### ФРАГМЕНТ ДОКУМЕНТА
Любовь, ее муки и радости, смысл жизни, бесчестие и героизм, преступная власть и справедливость, творчество и свобода, предательство и бескомпромиссность… Все это — неизменная болевая акупунктура как индивидуального, так и коллективного сознания. Уже в сонетах Шекспира стихи о типичных жизненных конфликтах были выведены на недосягаемую художественную высоту. Естественно, возникает вопрос: а что принципиально нового привнесли в поэтический дискурс последующие поэты? Этот вопрос тем более небезоснователен, что в течение примерно ста последних лет интеллектуалы вроде Шпенглера и Фукуямы информируют нас о конце Европы, истории, культуры и литературы в одном комплекте.
Поэтическая рефлексия переживает небывалый подъем в динамичном, изобретательном 19 веке: в романтизме, символизме, декадансе, импрессионизме, модернизме. Стоит пояснить эту особенность как исторической рецепции, так и сущности художественного процесса. Смыслы остаются в культурной памяти только в форме стилистически безупречного выражения и требуют от потомков либо перейти на принципиально новую точку обзора, либо превзойти предшественников хотя бы в формальном плане. Автор, наиболее мощно разработавший в литературе конкретную тему, становится точкой отсчета, камертоном, с которым сверяются голоса всех последующих «певцов». В противном случае мельчает мысль, а вместе с ней и искусство изящной формы.

### ЧТО СДЕЛАТЬ
[a] Определите, соответствуют ли тексту о поэзии утверждения (i), (ii) и (iii), и подтвердите каждый ответ «да» или «нет» точной цитатой из текста. (i) Небывалый подъем поэтической рефлексии отнесен к 19 веку. (ii) Шпенглер и Фукуяма названы в тексте поэтами. (iii) Автор, наиболее мощно разработавший конкретную тему, становится точкой отсчета для последующих поэтов.
[b] Переведите на английский язык предложение из текста о поэзии: «Смыслы остаются в культурной памяти только в форме стилистически безупречного выражения и требуют от потомков либо перейти на принципиально новую точку обзора, либо превзойти предшественников хотя бы в формальном плане».
[c] Продолжите текст о поэзии, начав сразу после его последнего предложения.

### БЛОК ДАННЫХ
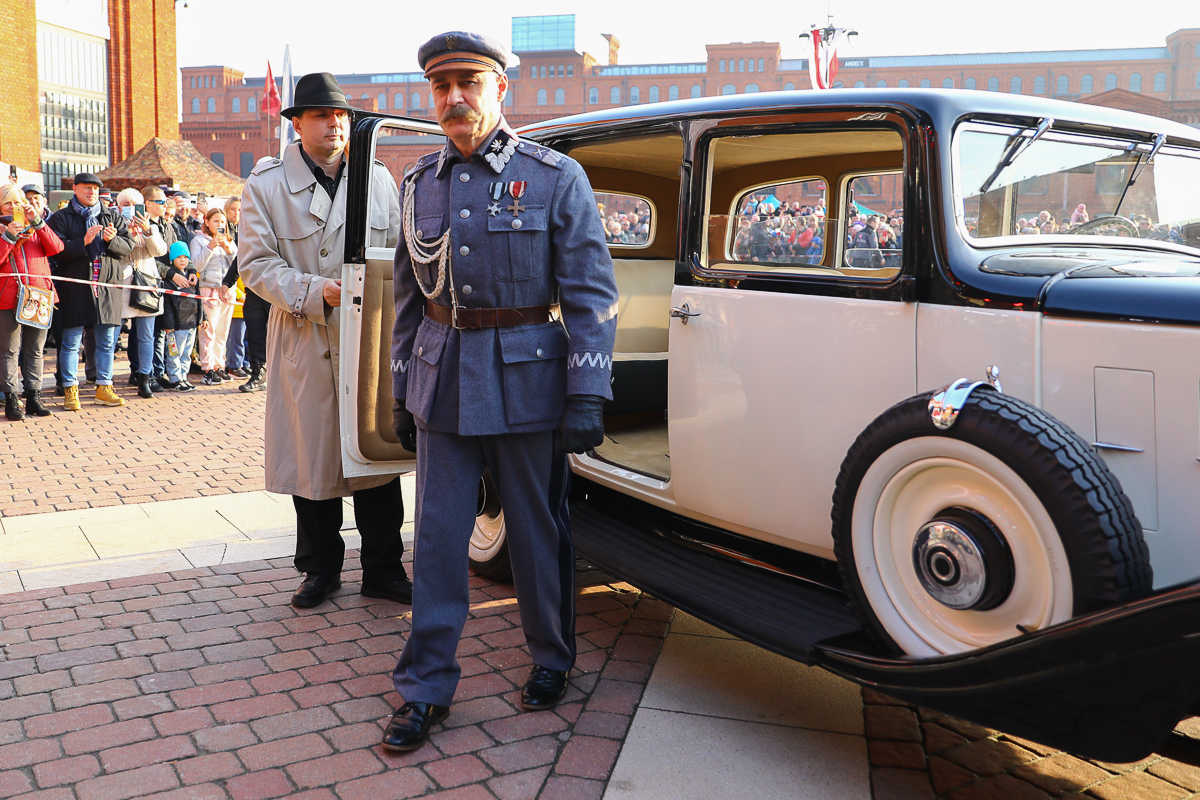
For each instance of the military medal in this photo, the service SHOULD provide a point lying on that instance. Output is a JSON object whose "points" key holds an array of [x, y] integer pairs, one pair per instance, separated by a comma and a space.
{"points": [[516, 190]]}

### ОТВЕТЫ ПО ЗАДАНИЯМ
[a]
(i) Да: «Поэтическая рефлексия переживает небывалый подъем в динамичном, изобретательном 19 веке».
(ii) Нет: «интеллектуалы вроде Шпенглера и Фукуямы».
(iii) Да: «Автор, наиболее мощно разработавший в литературе конкретную тему, становится точкой отсчета, камертоном».

[b] Meanings remain in cultural memory only in the form of stylistically flawless expression and require descendants either to move to a fundamentally new vantage point or to surpass their predecessors at least in formal terms.

[c]
Отсюда понятно, почему не будет крамольной мысль о неизбежном иссякании артистической пассионарности. Изменился ли человек за прошедшее тысячелетие? Не слишком, если брать во внимание европейца, начиная, пожалуй, со дней явления Христа, то есть с момента зарождения цивилизации, в которой мы живем. Главный исторический конфликт — борьба за ресурсы и их справедливое распределение, включая признание, остается неизменным на протяжении всей истории homo sapiens. Он затрагивает индивидуальные судьбы, он калечит судьбы целых народов. Распад Советского союза, к примеру, большое историческое событие, драматически повлиявшее на жизни миллионов людей. И вместе с тем мир уже пережил разрушение Карфагена, падение Древнего Рима, исчезновение с политической карты империи Карла Великого и Византии. Изобретать новые точки обзора — нетривиальные истолкования мира — становится все сложнее, но именно эйдетическое единство «нетривиальный субъект — отражаемый им образ возможной реальности» определяет оригинальность стиля.
Следующий вопрос сначала покажется не имеющим связи со сказанным выше. Был ли «современным» поэтом, к примеру, Рильке? Если он был «несовременным», то был ли посредственным? Был ли Рильке мелкой личностью, жившей в башне из слоновой кости — в иллюзорном мирке панэстетиста, укрываясь от жизненных испытаний в свой непростой, а говоря по правде, чудовищный ХХ век? Рильке, друг Родена, адресат Цветаевой и свидетель антропологической катастрофы в годы Первой мировой войны.
* * *
Пусть носил я крестик свой под тельником
И ходил в пивбар по понедельникам,
И не зарекался от тюрьмы!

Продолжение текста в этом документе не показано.